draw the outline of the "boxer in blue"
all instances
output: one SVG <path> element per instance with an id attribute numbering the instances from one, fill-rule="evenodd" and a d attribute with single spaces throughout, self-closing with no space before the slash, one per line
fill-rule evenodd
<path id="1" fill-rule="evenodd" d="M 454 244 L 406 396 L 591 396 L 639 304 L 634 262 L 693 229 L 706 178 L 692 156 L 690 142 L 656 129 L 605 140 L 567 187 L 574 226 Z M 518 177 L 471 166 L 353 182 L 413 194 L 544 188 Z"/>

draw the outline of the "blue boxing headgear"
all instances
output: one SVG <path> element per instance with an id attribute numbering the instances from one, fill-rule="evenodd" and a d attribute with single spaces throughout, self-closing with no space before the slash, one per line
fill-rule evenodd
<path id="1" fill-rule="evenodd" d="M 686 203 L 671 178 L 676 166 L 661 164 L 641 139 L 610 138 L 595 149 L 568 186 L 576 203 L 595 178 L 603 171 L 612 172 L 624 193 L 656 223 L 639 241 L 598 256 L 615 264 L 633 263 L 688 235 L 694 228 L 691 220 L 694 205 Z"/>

------------

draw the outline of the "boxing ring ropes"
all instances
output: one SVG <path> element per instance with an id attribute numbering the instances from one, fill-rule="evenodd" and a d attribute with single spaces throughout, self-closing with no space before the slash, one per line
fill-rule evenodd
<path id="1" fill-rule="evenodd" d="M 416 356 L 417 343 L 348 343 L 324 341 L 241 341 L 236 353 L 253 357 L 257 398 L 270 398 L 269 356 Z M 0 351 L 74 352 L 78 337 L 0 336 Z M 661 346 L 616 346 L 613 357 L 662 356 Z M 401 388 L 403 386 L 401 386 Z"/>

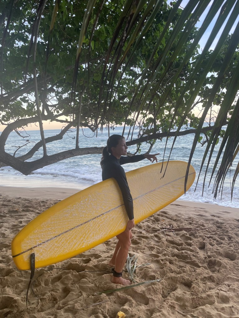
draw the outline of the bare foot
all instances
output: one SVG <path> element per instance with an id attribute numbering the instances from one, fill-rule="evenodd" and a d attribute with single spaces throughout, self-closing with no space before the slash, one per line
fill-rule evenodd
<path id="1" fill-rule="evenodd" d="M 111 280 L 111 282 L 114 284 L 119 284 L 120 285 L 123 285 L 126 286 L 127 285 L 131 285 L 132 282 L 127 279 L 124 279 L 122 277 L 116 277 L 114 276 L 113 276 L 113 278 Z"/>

------------

*The request*:
How many lines of the rows above contain the string "outline"? Case matters; reply with the number alone.

*Task answer*:
4